Prompt 1
In the Beacon local history column, what sentence did the judge give the former clerk of the Fishkill National Bank?
Prompt 2
Pick up the Beacon local history column from its last line and continue it.

*** Document segment Section Begins ***

Authorities were searching for a Beacon mother who disappeared, leaving her two toddlers behind, after allegedly being beaten by her husband, an employee at the Matteawan State Hospital.

A judge sentenced the former clerk of the Fishkill National Bank in Beacon to 30 days in jail and a $250 fine, saying he was imposing the minimum sentence for embezzlement because the man stole the money to pay his wife’s medical bills.

75 Years Ago (September 1946)

Police identified the laundry mark on the shirt collar of a man who had jumped in front of a train at the Beacon station as belonging to People’s Laundry, but the firm said it had not used the mark in 15 years. The man, a hat factory worker and Army veteran who lived at the Beaconview hotel, was later identified by his fingerprints.

A demonstration by 10 disabled veterans at the Hotel Plaza at New York City to prove they could work if properly trained prompted the Poughkeepsie Journal to profile Melvin “Ben” Franklin of Beacon, who had been advocating for handicapped vets in the workforce for 25 years. “The disabled man is often a better employee than the man who has never been sick,” he explained. “After a fellow has fought his own battle, he works harder.”

Two men escaped serious injury when their Piper Cub crashed on the grounds of the Matteawan State Hospital.

Paul Gordon, 44, died at his home. Known as the “Robin Hood” of Dutchess County, he contributed an article on archery to the Encyclopaedia Britannica and made bows and arrows at his Tioronda Avenue craft shop.

Soon after Beacon’s 25 bus stops were each given a fresh coat of white paint, a city tar truck repaved the streets, covering the markings.

Melio Bettina of Beacon won a convincing decision over Eldridge Eatman, one of champion Joe Louis’ sparring partners, in a bout in Connecticut. The heavyweight’s manager, Jimmy Grippo, said he had scheduled three fights for Bettina over two weeks in October in Chicago, Baltimore and Detroit in pursuit of a match against Louis.

Melio Bettina

A 1941 newspaper feature about Beacon fighter Melio Bettina

50 Years Ago (September 1971)

*** Document segment Section Ends ***
*** Provided records Section Begins ***

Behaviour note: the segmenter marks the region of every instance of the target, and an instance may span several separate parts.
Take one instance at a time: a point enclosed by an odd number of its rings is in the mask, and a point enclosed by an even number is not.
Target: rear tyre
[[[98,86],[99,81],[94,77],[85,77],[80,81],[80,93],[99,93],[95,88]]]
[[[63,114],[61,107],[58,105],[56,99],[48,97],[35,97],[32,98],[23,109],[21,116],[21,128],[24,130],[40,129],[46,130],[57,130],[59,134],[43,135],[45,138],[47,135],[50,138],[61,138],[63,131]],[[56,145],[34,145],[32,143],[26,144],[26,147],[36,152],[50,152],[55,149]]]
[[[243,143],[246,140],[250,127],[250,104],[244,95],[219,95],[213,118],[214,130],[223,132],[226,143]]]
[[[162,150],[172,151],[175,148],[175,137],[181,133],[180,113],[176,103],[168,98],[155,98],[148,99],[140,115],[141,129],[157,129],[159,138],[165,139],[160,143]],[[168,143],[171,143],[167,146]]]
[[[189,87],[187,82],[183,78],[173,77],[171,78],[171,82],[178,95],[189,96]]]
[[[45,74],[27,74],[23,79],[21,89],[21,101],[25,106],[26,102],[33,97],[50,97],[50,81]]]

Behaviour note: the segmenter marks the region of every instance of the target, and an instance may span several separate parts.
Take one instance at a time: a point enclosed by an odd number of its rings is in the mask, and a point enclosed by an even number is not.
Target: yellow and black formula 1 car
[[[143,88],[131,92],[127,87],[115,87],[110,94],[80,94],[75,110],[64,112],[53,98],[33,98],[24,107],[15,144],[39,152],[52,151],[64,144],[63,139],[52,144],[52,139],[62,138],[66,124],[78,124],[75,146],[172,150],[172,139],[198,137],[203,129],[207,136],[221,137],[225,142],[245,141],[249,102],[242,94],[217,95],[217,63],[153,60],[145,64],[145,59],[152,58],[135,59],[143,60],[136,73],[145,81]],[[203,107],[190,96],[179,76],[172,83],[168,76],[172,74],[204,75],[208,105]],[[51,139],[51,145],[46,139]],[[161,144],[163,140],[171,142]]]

*** Provided records Section Ends ***

Exercise result 1
30 days in jail and a $250 fine

Exercise result 2
The state recommended that a 3.5-mile arterial highway start on Route 9D south of Dutchess Junction, proceed north past Craig House, across Fishkill Creek and west of South Avenue to Wolcott Avenue. It would then extend north along Hudson Avenue, Park Avenue and Ferry Street and end at I-84. An alternative route would have taken the highway closer to the river.

Art Smith, the first-year coach of a Beacon High School football team that had one victory in the previous four seasons, said his squad “had a whole new attitude and it’s a good one.”

The Beacon school board sued Beacon for $62,000, saying the city had shortchanged the district in tax sale proceeds.

Mayor Robert Cahill said that petitions calling for a riverfront park had apparently taken a “slow boat to China” and not yet arrived at City Hall. Folk singer Pete Seeger and the Beacon Sloop Club organized the signature drive, saying that the park would only cost each taxpayer 50 cents a year.

The couple who owned the Fisherman’s Inn on Route 9D in Wappingers Falls were charged with kidnapping Jasper Canzoneri, a New York City jeweler, who was rescued from an apartment on North Cedar Street in Beacon. Police said Canzoneri had been abducted on a Manhattan street for a $200,000 ransom.

Work began on a blocks-long parking lot behind the retail shops on the north side of Main between Eliza and North Chestnut streets.

25 Years Ago (September 1996)

A five-hour search for an eagle’s nest on Mount Beacon turned up no signs of the birds. The state was alerted to the possibility of a nest by an opponent of a plan by a mining company to remove 52 million tons of bedrock from the eastern face of Fishkill Ridge over 150 years.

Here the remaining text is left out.